TASK DESCRIPTION: Write out the data below exactly as given, without any of its pictures.

AVAILABLE DATA:

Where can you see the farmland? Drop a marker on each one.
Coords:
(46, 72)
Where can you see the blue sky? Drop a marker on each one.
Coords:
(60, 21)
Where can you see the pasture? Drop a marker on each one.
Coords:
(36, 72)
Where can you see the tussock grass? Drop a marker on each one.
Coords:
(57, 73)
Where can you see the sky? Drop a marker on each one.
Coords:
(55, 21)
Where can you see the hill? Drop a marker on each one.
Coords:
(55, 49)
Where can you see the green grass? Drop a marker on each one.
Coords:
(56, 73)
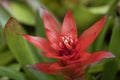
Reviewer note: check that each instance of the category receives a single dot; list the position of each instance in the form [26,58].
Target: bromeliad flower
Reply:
[64,45]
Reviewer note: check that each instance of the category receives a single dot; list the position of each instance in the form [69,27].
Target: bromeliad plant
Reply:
[63,44]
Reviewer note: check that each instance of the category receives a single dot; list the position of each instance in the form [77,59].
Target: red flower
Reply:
[64,45]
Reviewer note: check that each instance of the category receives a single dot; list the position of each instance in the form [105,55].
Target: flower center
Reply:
[66,42]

OUTPUT OF THE EXERCISE:
Where can you see the farmland? Drop a marker on each one.
Coords:
(46, 72)
Where can you see the blue sky? Drop a marker on each one.
Coords:
(60, 21)
Where can you see the pasture? Drop a marker on each one.
Coords:
(36, 72)
Where can you see the tussock grass? Drop a marker on each one.
Coords:
(57, 73)
Where can you see the sky? Drop a marker on each one.
Coords:
(55, 21)
Where can you see the hill? Drop a marker on each one.
Coords:
(55, 49)
Where can you see the green grass? Drop a marker on each one.
Coords:
(56, 73)
Reviewer note: check that each instance of the category receives a single dot; list the position of each instance in the form [26,58].
Target: bromeliad flower
Reply:
[64,45]
Reviewer note: check that each instance of the category receives a single dot; list the position of each instance in the form [69,27].
Target: bromeliad plant
Reply:
[63,44]
Reviewer note: check that each instance of the category receives a single dot; list the position of each instance in the form [77,59].
Target: red flower
Reply:
[64,45]
Reviewer note: check that each instance of the category receives a single dot; list the position of each instance in the form [105,55].
Target: flower center
Reply:
[66,42]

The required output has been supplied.